* YOUR OBJECTIVE:
Answer these from the conference write-up below:
(a) About how many active agents does Go manage?
(b) Which operating system is given as an example of a resource a test might need?
(c) How does the writer feel database changes should be treated?

The centrepiece of day 2 though was of course my very own talk on how we at Caplin Systems are using Go in our Continuous Delivery system 🙂 I was invited to present a session on how Go is helping us achieve our Continuous Integration goals, and how we are using it to implement our own brand of Continuous Delivery. I’ve embedded my presentation above – sorry it’s not a video. I won’t go into too much detail (I’ll save you the lecture), but basically we’re using build pipelines along with a high degree of automated tests to deliver builds which are suitable for deployment. The other feature I have to mention is how Go manages multiple agents. We have about 60 active agents which Go manages. A build can be farmed out to any of these 60 agents, and if a particular resource is needed (let’s say I need to run a test on a particular OS, like Centos) then Go can be configured to send the builds to the right agents. Particular builds can be configured to be excluded from certain agents, meaning the system is highly configurable.

In the afternoon we had an open-space session, during which I spent most of my time with a group discussing database deployments and how to bring db changes under Continuous Integration. It seems there are still a lot of people around who feel that this aspect is largely overlooked with respect to Continuous Integration, and this was reflected in the way people were talking about using manual db compare tools as a way of deploying db changes to production. My own feelings on this are that database changes should be treated more like code changes, with each change scripted and deployed as a code change would be. There needn’t be destructive changes, and a good set of test data should help catch the issues that are often only found in production.

(Stored data entries)

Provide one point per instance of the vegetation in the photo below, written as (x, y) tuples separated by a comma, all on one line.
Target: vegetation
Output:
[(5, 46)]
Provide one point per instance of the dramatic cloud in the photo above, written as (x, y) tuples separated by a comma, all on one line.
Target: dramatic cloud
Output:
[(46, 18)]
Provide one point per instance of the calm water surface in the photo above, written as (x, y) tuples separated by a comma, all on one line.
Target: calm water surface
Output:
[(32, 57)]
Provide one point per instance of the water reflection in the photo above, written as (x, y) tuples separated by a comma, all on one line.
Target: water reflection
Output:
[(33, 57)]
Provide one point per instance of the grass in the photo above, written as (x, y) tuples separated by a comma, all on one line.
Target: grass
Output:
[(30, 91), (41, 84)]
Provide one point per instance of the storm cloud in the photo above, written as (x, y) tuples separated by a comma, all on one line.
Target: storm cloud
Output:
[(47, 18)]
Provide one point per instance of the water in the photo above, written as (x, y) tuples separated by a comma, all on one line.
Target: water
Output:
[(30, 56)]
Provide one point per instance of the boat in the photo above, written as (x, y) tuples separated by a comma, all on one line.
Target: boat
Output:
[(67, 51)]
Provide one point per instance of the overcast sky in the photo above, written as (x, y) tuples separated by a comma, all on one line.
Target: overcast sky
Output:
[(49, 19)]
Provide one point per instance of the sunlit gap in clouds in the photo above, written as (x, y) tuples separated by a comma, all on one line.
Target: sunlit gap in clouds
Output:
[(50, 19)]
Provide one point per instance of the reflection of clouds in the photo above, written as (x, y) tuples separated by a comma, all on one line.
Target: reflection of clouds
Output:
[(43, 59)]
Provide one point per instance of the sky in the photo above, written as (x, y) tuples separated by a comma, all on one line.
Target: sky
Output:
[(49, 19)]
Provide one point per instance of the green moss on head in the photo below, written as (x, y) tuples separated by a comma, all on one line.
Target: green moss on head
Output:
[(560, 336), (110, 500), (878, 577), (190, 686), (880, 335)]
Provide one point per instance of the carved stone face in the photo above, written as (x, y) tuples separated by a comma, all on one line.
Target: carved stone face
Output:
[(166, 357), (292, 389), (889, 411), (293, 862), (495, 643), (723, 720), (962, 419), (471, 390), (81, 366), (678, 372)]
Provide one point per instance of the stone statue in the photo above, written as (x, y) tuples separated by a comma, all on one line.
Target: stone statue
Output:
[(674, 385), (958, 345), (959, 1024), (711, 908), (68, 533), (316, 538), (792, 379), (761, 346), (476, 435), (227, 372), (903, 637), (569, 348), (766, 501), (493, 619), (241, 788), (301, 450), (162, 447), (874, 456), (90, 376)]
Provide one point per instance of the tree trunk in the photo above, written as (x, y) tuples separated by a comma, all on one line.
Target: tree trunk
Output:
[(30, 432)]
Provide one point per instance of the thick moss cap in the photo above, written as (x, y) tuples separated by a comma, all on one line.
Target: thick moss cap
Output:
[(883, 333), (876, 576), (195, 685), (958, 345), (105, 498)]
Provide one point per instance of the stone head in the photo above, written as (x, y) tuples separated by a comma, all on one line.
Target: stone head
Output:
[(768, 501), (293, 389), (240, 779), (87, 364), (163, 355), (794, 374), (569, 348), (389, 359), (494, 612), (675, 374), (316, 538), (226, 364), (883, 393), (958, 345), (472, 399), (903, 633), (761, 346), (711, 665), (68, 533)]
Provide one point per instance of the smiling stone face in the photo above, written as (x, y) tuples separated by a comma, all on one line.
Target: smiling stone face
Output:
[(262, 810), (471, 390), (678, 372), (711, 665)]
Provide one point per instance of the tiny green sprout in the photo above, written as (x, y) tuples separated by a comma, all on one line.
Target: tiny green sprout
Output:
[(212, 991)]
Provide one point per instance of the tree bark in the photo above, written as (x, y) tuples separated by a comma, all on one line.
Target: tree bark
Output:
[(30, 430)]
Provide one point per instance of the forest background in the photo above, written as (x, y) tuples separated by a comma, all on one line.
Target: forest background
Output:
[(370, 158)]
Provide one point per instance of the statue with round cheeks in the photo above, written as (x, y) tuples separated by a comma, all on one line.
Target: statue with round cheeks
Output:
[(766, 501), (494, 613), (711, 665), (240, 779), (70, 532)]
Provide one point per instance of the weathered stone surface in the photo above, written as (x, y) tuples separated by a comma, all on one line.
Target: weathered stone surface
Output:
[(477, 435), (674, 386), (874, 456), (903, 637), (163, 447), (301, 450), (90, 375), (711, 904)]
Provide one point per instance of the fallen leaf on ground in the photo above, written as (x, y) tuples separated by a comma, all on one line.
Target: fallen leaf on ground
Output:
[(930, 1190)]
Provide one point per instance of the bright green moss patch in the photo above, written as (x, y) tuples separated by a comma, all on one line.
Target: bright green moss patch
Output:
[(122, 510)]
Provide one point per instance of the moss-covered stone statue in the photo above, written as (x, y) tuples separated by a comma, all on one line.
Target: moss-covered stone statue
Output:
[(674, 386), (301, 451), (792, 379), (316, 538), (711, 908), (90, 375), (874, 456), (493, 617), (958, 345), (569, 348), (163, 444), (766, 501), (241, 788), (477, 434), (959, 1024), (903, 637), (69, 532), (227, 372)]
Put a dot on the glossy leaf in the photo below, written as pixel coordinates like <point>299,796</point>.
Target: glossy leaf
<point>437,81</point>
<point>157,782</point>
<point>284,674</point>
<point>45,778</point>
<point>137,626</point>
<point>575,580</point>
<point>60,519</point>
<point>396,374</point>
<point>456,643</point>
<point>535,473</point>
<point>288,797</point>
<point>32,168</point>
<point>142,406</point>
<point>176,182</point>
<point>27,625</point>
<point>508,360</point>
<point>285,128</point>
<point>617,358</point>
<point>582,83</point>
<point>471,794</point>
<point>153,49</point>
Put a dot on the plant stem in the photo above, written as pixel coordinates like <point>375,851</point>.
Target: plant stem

* SOLUTION:
(a) About 60.
(b) Centos.
(c) More like code changes, with each change scripted and deployed as a code change would be.